**Paginafragment**
# # #
Brunssummerheide geliefd bij zeldzame nachtvlinders en micro’s
“We kunnen in 2020 maar liefst 60 nieuwe soorten aan onze lijst toevoegen!” Aldus een zeer enthousiaste Marcel Prick die samen met Jo Hermans sinds 2014 jaarlijks onderzoek doet naar macronachtvlinders en microvlinders. Hun onderzoeksgebied is de Brunssummerheide. “Dit grootste aaneengesloten heidegebied van Zuid-Limburg is een zeer gevarieerd natuurgebied en dat vertaalt zich ook in de rijkdom van allerlei planten en dieren waarin o.a. de nachtvlinders een zeer bijzondere plek in nemen.” Natuurmonumenten is blij met de tomeloze inzet van deze vrijwilligers Als beheerder van dit Natura2000-gebied krijgt zij door deze waarnemingen de onmisbare aanwijzingen voor het reeds uitgevoerde èn toekomstige natuurbeheer. (Foto: Gevlamde uil. Jo Hermans)
# # #
**Gegeven rijen**

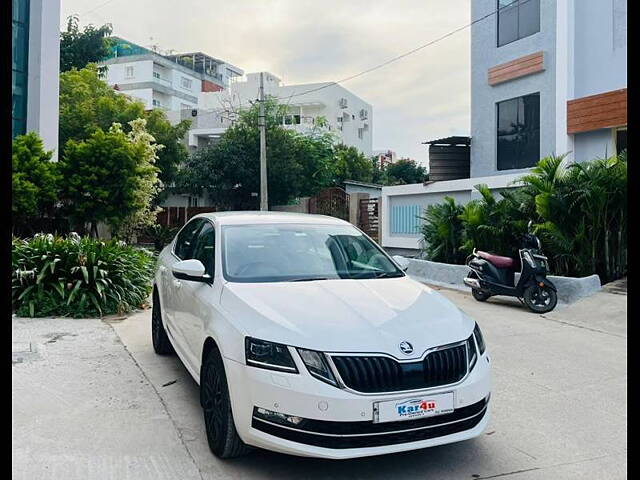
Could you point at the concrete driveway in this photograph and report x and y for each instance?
(559, 405)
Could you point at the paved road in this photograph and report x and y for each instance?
(559, 405)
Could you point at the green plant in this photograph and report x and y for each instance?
(34, 178)
(442, 231)
(78, 277)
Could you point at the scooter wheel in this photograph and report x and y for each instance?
(480, 295)
(540, 299)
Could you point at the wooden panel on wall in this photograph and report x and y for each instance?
(519, 67)
(605, 110)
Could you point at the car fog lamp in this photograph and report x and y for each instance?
(278, 417)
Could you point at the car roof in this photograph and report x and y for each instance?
(259, 217)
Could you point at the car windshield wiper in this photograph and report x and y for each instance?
(307, 279)
(388, 274)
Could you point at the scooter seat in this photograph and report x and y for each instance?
(498, 261)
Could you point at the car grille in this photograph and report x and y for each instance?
(368, 434)
(377, 374)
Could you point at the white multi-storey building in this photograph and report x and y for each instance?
(170, 82)
(346, 114)
(35, 70)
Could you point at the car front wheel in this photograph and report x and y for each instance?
(222, 436)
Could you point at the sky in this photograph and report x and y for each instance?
(418, 98)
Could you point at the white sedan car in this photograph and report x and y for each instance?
(306, 338)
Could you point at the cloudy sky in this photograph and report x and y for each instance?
(418, 98)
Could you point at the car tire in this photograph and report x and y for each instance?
(161, 343)
(222, 436)
(480, 295)
(540, 299)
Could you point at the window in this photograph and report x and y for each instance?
(518, 132)
(204, 248)
(20, 57)
(621, 140)
(286, 252)
(186, 239)
(517, 19)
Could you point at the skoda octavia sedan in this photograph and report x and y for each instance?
(306, 338)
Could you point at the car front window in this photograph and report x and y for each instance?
(301, 252)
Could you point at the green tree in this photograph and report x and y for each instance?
(406, 171)
(34, 179)
(111, 177)
(351, 164)
(229, 170)
(442, 231)
(79, 48)
(87, 103)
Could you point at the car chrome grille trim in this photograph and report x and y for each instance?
(458, 421)
(383, 374)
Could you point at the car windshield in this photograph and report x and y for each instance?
(301, 252)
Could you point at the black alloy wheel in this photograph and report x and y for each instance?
(222, 436)
(540, 299)
(161, 343)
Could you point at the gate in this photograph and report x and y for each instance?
(368, 217)
(332, 201)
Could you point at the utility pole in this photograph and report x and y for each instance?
(264, 202)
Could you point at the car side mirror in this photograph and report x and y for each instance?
(402, 262)
(192, 270)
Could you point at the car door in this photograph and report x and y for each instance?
(182, 250)
(194, 298)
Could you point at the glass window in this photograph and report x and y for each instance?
(186, 239)
(205, 248)
(517, 19)
(292, 252)
(621, 140)
(518, 132)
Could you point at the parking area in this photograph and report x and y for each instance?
(92, 400)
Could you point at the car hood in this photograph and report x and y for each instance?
(372, 315)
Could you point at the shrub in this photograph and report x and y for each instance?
(442, 231)
(78, 277)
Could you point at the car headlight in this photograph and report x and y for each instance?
(269, 355)
(317, 364)
(472, 354)
(479, 339)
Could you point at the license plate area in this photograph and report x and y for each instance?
(412, 408)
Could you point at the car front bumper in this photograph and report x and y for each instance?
(304, 396)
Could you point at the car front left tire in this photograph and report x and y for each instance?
(222, 436)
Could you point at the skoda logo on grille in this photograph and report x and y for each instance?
(406, 348)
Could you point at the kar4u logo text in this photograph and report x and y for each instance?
(413, 406)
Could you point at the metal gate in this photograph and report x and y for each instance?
(332, 201)
(368, 217)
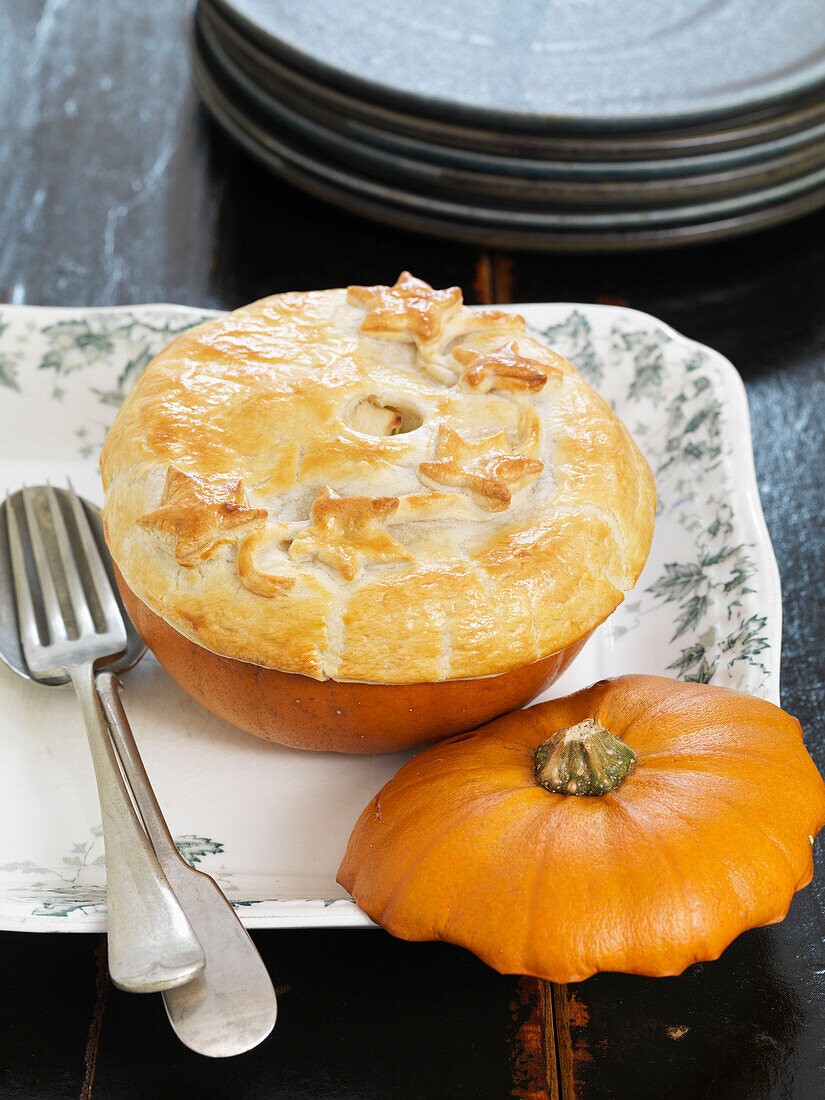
# # #
**Jouw opdrachten**
a - Kun je het stuk uit de tekst over de Brunssummerheide tussen "Brunssummerheide geliefd bij" en "uil. Jo Hermans)", beide inbegrepen, letterlijk overtypen?
b - Kun je de alinea uit de tekst over de Brunssummerheide die begint met "We kunnen in 2020" beknopter weergeven, met behoud van de belangrijkste feiten?
c - Kun je de tekst over de Brunssummerheide voortzetten vanaf het punt waar die ophoudt?

**Verwachte resultaten**
a -
Brunssummerheide geliefd bij zeldzame nachtvlinders en micro’s
“We kunnen in 2020 maar liefst 60 nieuwe soorten aan onze lijst toevoegen!” Aldus een zeer enthousiaste Marcel Prick die samen met Jo Hermans sinds 2014 jaarlijks onderzoek doet naar macronachtvlinders en microvlinders. Hun onderzoeksgebied is de Brunssummerheide. “Dit grootste aaneengesloten heidegebied van Zuid-Limburg is een zeer gevarieerd natuurgebied en dat vertaalt zich ook in de rijkdom van allerlei planten en dieren waarin o.a. de nachtvlinders een zeer bijzondere plek in nemen.” Natuurmonumenten is blij met de tomeloze inzet van deze vrijwilligers Als beheerder van dit Natura2000-gebied krijgt zij door deze waarnemingen de onmisbare aanwijzingen voor het reeds uitgevoerde èn toekomstige natuurbeheer. (Foto: Gevlamde uil. Jo Hermans)

b - Marcel Prick en Jo Hermans onderzoeken sinds 2014 elk jaar macronachtvlinders en microvlinders op de Brunssummerheide. In 2020 konden ze 60 nieuwe soorten aan hun lijst toevoegen. De heide is het grootste aaneengesloten heidegebied van Zuid-Limburg en een zeer gevarieerd natuurgebied, rijk aan planten en dieren, waaronder nachtvlinders. Natuurmonumenten beheert dit Natura2000-gebied. Voor het uitgevoerde en toekomstige natuurbeheer haalt de organisatie onmisbare aanwijzingen uit de waarnemingen van deze vrijwilligers.

c -
In het licht gevangen
“In totaal hebben we in 2020 op 14 avonden geïnventariseerd. Ook overdag is naar macronachtvlinders en (bladmijnen van) microvlinders gezocht. Bladmijnen zijn letterlijk graafplaatsen van rupsen in het blad van een boom of struik. De waarnemingen werden mogelijk doordat we in de avonduren de nachtvlinders lokten door opgespannen witte doeken beschenen met helder lampenlicht en lichtvallen. Of omdat we overdag gericht zochten naar de bladmijnen op voor sommige vlindersoorten kenmerkende bomen- of struiksoorten. Zo hebben we dit jaar maar liefst 1646 vlinderexemplaren geteld en 210 macro- en 182 microvlindersoorten kunnen determineren”, meldt Marcel trots.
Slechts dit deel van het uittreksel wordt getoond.